→ **出典**:

# # # #

元証券マンが「あれっ」と思ったこと

元証券マンが「あれっ」と思ったことをたまに書きます。

あれっ、SBIホールディングスが新生銀行をTOB?

 

SBIホールディングス新生銀行TOB

 


 2021/9/9、SBIホールディングス(HD)が、「株式会社新生銀行株式(証券コード:8303)に対する公開買付けの開始に関するお知らせ」を発表した。
https://www.sbigroup.co.jp/news/2021/0909_12635.html

 以下は、一部抜粋。(その1)

 


 SBIHDらは、それぞれ金融庁長官に対して、本公開買付けによる株式取得に関して、2021年8月13日付で、銀行法に基づき必要となる認可の申請を行い、それぞれ2021年9月9日付で各認可を取得しております。

 

 対象者においては2016年3月期以降ほとんどの事業年度において対象者公表の計画値が未達であり、実質業務純益及び親会社株主に帰属する当期純利益においては減少傾向が続いているものの、対象者の経営陣はかかる状況に対し抜本的な対応策を講じていないと考えております。
 また、SBIHDらは、対象者の意思決定の適切性や機動性が欠如している一因は、取締役会メンバーの中には、特定の外資系証券会社等、社外取締役の出身母体に偏りがあるように見受けられる面もあるなどの対象者の役員体制にあるものと考えておりますが、自発的に役員体制を見直し、ガバナンス機能の回復に努めることを対象者に期待することは難しい状況にあると考えております。

 

 こうした状況を踏まえ、SBIHDらは、1)対象者の主要株主としての立場から、対象者の業績を改善し、企業価値を回復・向上すべく、適切な施策を早期に実施することが急務であると判断するに至り、
 2)かかる施策の早期実施のためには、(i)対象者株式の所有割合を高めて対象者をSBIHDの連結子会社とし、現状の所有割合では実現できていない対象者との真摯な議論を通じて対象者グループとの事業上の提携関係を構築・強化する必要があるとともに、
 (ii)対象者の役員の全部又は一部を変更し、最適な役員体制を実現することを可能とする議決権を確保する必要があると判断し、また、(iii)本公開買付けによって、公開買付者が、上記(i)及び(ii)の目的を達成するために必要な対象者株式を取得できない場合でも、将来的な上記(i)及び(ii)の目的達成に向けて、公開買付けにより対象者株式の所有割合を機動的に高めておくことが望ましいと判断した上で、SBIHDらは、本公開買付けを実施することを決定いたしました。

# # # #

→ **データ抜粋**:
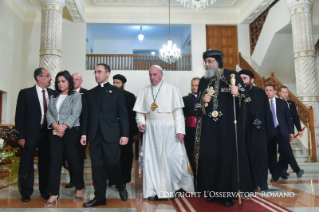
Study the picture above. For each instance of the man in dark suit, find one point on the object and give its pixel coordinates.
(260, 128)
(32, 133)
(284, 133)
(189, 113)
(105, 127)
(127, 150)
(77, 82)
(283, 93)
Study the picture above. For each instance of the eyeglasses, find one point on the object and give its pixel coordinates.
(97, 72)
(47, 76)
(208, 62)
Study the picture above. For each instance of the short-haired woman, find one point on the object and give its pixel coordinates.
(63, 118)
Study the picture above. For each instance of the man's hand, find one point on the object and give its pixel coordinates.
(207, 97)
(180, 137)
(300, 134)
(123, 141)
(21, 142)
(234, 90)
(61, 128)
(141, 128)
(83, 141)
(291, 136)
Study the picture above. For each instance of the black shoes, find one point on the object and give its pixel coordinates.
(227, 202)
(25, 199)
(123, 194)
(45, 196)
(284, 176)
(111, 183)
(154, 198)
(93, 203)
(300, 173)
(69, 185)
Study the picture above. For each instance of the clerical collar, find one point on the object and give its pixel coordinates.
(102, 85)
(39, 88)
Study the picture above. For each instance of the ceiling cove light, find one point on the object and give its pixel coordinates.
(140, 36)
(196, 4)
(169, 53)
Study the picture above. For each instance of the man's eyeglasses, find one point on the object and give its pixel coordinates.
(208, 62)
(97, 72)
(47, 76)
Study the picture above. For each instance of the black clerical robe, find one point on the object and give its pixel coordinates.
(260, 129)
(215, 145)
(190, 126)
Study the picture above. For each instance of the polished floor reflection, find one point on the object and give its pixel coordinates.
(305, 195)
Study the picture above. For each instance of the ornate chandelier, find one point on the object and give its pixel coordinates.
(196, 4)
(169, 53)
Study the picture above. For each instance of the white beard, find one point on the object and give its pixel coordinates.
(209, 73)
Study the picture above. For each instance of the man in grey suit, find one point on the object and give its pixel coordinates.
(105, 127)
(32, 133)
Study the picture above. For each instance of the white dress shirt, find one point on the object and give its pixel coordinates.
(274, 102)
(59, 103)
(40, 97)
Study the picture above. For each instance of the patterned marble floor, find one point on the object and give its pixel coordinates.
(305, 198)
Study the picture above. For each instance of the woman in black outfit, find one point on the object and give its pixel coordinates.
(63, 118)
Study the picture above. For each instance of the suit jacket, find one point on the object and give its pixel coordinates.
(110, 116)
(294, 115)
(284, 119)
(69, 112)
(28, 115)
(130, 102)
(83, 92)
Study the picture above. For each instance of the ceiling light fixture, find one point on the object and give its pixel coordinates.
(196, 4)
(169, 53)
(140, 36)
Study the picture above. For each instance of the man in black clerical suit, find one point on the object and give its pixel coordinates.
(215, 140)
(283, 93)
(126, 150)
(260, 128)
(32, 133)
(190, 115)
(105, 127)
(284, 134)
(77, 82)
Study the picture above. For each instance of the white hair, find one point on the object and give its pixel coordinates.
(158, 67)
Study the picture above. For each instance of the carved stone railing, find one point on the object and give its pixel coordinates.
(136, 62)
(305, 113)
(256, 26)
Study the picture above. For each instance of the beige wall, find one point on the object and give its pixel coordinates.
(11, 32)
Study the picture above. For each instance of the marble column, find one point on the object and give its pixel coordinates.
(305, 55)
(51, 36)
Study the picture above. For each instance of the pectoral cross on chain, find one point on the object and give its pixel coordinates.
(153, 106)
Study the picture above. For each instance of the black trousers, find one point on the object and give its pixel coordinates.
(105, 159)
(81, 152)
(286, 156)
(68, 144)
(26, 168)
(127, 160)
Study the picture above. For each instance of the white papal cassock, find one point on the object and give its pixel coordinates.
(165, 160)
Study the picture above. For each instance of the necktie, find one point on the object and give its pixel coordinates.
(288, 104)
(45, 108)
(274, 113)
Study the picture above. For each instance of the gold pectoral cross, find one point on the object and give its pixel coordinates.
(154, 106)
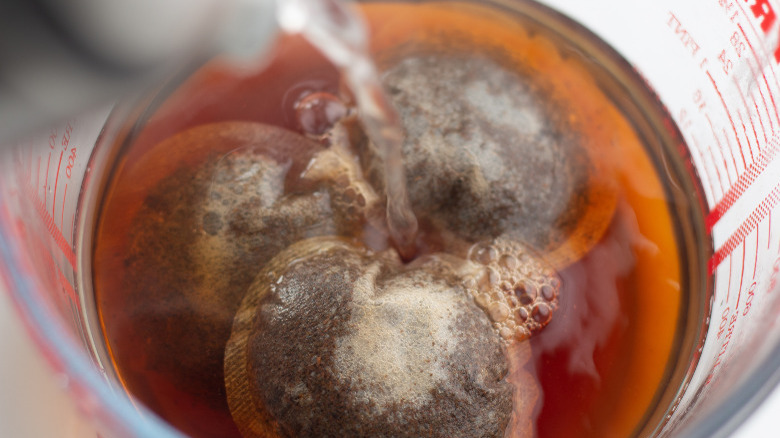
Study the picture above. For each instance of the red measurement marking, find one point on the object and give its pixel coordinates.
(38, 172)
(742, 271)
(51, 266)
(760, 121)
(731, 121)
(743, 182)
(46, 181)
(55, 232)
(755, 261)
(728, 282)
(56, 181)
(747, 109)
(717, 171)
(758, 62)
(704, 166)
(745, 229)
(731, 152)
(62, 209)
(750, 146)
(725, 108)
(720, 150)
(68, 288)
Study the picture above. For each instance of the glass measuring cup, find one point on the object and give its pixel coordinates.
(48, 184)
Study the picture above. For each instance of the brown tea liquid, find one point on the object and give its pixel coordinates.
(600, 362)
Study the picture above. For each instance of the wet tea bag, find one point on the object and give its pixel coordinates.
(201, 233)
(488, 152)
(335, 340)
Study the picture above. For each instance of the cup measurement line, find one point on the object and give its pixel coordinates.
(46, 181)
(733, 156)
(761, 122)
(56, 182)
(721, 153)
(728, 113)
(704, 167)
(51, 226)
(717, 170)
(758, 233)
(750, 224)
(763, 75)
(756, 74)
(745, 180)
(750, 119)
(747, 137)
(51, 266)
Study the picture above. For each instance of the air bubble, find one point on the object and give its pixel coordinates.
(525, 292)
(318, 112)
(548, 293)
(506, 333)
(509, 261)
(482, 300)
(541, 313)
(484, 255)
(498, 311)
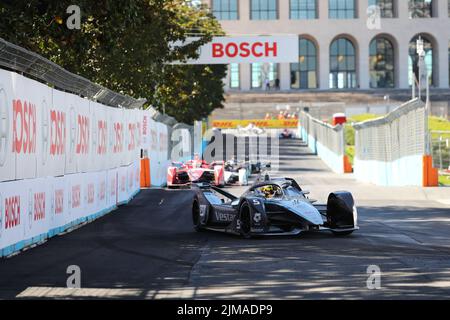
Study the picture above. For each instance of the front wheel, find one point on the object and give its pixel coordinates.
(245, 220)
(196, 216)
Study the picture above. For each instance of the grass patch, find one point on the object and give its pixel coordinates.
(439, 124)
(444, 180)
(363, 117)
(350, 152)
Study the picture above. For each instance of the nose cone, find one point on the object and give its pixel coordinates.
(305, 210)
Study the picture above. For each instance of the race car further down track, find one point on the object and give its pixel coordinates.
(195, 171)
(274, 207)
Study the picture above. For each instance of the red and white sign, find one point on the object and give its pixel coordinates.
(246, 49)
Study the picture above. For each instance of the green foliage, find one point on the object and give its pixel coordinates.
(439, 124)
(444, 180)
(125, 45)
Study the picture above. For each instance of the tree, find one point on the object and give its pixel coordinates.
(125, 46)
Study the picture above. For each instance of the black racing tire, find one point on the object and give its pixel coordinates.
(342, 233)
(196, 216)
(245, 218)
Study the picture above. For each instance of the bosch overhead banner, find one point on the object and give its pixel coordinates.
(248, 49)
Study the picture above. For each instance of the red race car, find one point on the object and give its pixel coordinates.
(197, 170)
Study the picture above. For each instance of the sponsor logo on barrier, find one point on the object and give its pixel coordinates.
(44, 132)
(1, 215)
(39, 206)
(162, 141)
(76, 196)
(102, 137)
(118, 137)
(24, 127)
(12, 212)
(123, 183)
(57, 132)
(154, 140)
(102, 191)
(130, 181)
(260, 123)
(132, 136)
(113, 187)
(4, 125)
(91, 193)
(144, 125)
(83, 135)
(59, 201)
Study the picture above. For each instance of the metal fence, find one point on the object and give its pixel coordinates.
(399, 134)
(317, 132)
(440, 149)
(33, 65)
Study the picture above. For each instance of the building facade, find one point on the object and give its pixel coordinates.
(343, 44)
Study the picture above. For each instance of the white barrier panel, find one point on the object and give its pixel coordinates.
(76, 195)
(59, 132)
(99, 128)
(91, 186)
(146, 123)
(28, 104)
(60, 204)
(82, 139)
(101, 201)
(14, 210)
(112, 188)
(118, 138)
(134, 178)
(153, 152)
(7, 158)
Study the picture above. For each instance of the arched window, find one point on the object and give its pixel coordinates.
(381, 63)
(264, 10)
(387, 8)
(264, 75)
(225, 9)
(420, 8)
(414, 58)
(341, 9)
(342, 64)
(304, 73)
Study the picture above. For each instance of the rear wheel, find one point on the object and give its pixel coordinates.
(342, 233)
(245, 218)
(196, 216)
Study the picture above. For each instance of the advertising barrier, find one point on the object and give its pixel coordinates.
(65, 160)
(260, 123)
(391, 150)
(324, 140)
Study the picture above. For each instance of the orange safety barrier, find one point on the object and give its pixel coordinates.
(348, 168)
(145, 173)
(430, 174)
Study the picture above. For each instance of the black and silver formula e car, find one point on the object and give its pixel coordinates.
(273, 207)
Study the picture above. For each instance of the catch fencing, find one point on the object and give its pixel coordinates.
(324, 140)
(69, 157)
(391, 150)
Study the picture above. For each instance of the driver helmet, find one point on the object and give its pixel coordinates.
(268, 191)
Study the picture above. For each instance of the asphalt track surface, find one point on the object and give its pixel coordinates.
(149, 250)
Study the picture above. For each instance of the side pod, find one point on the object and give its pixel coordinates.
(340, 210)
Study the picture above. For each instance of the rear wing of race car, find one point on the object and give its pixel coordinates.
(203, 186)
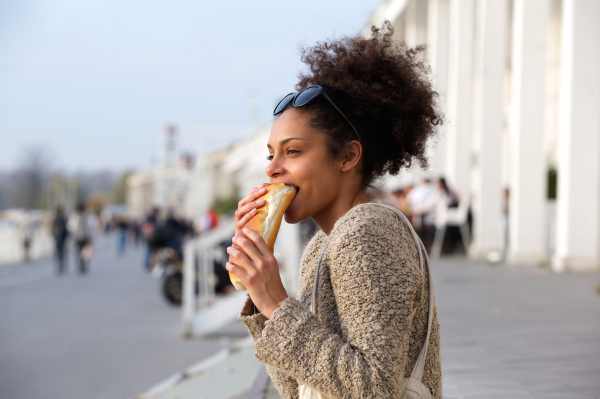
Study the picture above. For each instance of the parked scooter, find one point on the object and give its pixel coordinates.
(168, 267)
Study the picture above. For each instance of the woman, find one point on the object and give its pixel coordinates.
(372, 114)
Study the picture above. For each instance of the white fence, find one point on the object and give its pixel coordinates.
(203, 313)
(11, 245)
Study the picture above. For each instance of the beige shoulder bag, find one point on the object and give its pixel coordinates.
(412, 387)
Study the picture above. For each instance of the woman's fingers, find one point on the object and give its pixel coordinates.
(258, 241)
(247, 248)
(235, 270)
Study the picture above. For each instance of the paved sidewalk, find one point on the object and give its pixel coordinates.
(105, 335)
(515, 332)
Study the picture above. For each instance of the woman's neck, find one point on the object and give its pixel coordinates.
(327, 217)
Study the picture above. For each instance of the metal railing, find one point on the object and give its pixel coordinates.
(198, 270)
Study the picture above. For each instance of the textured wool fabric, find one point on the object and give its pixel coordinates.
(372, 318)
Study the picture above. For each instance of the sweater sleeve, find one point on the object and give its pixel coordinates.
(375, 279)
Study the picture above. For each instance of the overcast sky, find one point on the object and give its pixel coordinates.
(95, 81)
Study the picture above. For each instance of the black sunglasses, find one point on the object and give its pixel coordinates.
(304, 97)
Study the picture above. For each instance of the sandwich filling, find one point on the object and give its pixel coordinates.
(273, 204)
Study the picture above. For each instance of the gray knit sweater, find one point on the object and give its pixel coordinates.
(372, 316)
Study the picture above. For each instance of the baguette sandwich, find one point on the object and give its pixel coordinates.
(268, 218)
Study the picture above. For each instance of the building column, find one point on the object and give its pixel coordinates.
(416, 22)
(437, 37)
(527, 205)
(459, 101)
(578, 197)
(490, 61)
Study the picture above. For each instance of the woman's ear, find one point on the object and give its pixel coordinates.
(352, 156)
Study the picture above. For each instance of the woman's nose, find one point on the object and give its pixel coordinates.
(275, 168)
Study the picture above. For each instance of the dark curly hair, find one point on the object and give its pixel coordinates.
(384, 88)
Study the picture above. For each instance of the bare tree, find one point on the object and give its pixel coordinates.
(32, 173)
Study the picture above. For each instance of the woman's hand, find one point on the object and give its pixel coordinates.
(261, 271)
(247, 207)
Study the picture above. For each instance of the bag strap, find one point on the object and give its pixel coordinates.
(417, 372)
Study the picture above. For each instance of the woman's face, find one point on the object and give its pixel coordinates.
(299, 157)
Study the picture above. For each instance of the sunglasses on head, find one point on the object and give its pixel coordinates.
(304, 97)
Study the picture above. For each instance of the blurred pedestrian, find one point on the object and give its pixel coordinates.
(26, 228)
(60, 233)
(80, 224)
(147, 228)
(122, 228)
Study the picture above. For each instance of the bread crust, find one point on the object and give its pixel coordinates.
(277, 199)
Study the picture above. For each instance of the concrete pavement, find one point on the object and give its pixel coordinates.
(514, 332)
(506, 332)
(108, 334)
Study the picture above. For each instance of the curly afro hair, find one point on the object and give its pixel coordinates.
(385, 90)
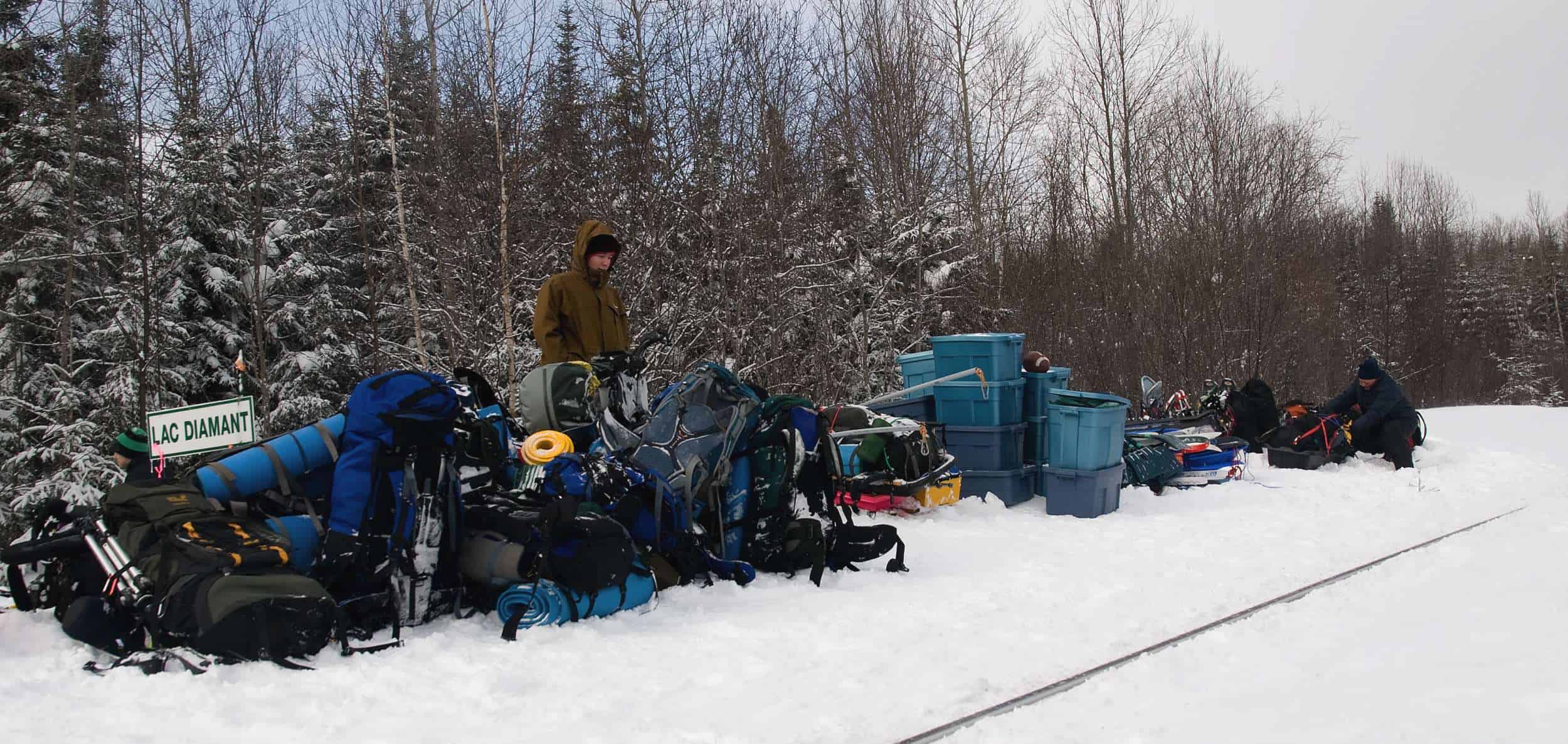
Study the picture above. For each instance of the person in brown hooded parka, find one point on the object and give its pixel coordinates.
(579, 314)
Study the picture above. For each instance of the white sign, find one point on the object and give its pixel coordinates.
(201, 427)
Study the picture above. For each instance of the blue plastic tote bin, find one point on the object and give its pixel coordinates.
(918, 368)
(918, 408)
(1084, 438)
(1037, 440)
(1079, 493)
(987, 448)
(980, 404)
(999, 355)
(1012, 487)
(1037, 385)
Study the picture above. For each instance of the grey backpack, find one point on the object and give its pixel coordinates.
(556, 398)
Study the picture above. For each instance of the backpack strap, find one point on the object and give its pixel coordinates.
(327, 438)
(228, 479)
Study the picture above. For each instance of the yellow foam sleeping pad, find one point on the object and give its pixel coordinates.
(544, 446)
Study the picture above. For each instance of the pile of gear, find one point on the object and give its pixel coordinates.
(427, 498)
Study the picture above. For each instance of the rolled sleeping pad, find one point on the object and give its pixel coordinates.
(546, 603)
(544, 446)
(305, 542)
(275, 464)
(488, 558)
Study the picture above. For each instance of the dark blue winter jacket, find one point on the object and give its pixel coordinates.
(1384, 401)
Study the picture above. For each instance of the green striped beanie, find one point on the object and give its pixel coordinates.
(132, 443)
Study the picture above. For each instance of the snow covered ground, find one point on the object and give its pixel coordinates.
(1457, 642)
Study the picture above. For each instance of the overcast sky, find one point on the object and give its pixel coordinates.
(1476, 90)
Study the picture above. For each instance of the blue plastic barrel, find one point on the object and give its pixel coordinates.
(1084, 438)
(999, 355)
(255, 471)
(1039, 383)
(990, 404)
(918, 368)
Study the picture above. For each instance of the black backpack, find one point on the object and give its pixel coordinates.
(1253, 413)
(221, 585)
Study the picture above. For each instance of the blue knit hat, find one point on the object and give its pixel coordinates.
(1369, 369)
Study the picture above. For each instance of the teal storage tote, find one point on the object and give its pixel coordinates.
(1079, 493)
(918, 368)
(999, 355)
(980, 404)
(1010, 487)
(1037, 440)
(918, 407)
(1039, 383)
(1084, 438)
(985, 448)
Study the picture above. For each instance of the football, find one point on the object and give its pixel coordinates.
(1036, 361)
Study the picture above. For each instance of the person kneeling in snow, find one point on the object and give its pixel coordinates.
(1387, 423)
(132, 455)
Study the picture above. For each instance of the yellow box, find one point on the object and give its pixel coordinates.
(941, 493)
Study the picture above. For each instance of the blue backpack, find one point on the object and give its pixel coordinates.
(394, 512)
(653, 514)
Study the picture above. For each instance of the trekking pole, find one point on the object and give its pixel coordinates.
(955, 376)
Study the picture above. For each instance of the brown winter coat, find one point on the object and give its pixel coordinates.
(579, 314)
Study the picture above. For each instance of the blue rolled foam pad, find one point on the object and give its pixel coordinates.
(303, 540)
(300, 452)
(546, 603)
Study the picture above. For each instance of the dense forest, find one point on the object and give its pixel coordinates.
(807, 189)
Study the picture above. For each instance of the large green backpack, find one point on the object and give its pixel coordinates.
(221, 585)
(783, 465)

# # # #

→ **取り組む課題**:
- a) 出典の文章によると、SBIHDらが銀行法に基づく認可を申請したのは何年何月何日付か。
- b) 出典の文章のうち、「以下は、一部抜粋。(その1)」から「じていないと考えております。」までを、両端の語句も含めて一字一句そのまま書き写すこと。
リストは出典の文章とは別の出どころから取ったものだ。

→ **結果**:
- a) 2021年8月13日付。

- b)
以下は、一部抜粋。(その1)

 


 SBIHDらは、それぞれ金融庁長官に対して、本公開買付けによる株式取得に関して、2021年8月13日付で、銀行法に基づき必要となる認可の申請を行い、それぞれ2021年9月9日付で各認可を取得しております。

 

 対象者においては2016年3月期以降ほとんどの事業年度において対象者公表の計画値が未達であり、実質業務純益及び親会社株主に帰属する当期純利益においては減少傾向が続いているものの、対象者の経営陣はかかる状況に対し抜本的な対応策を講じていないと考えております。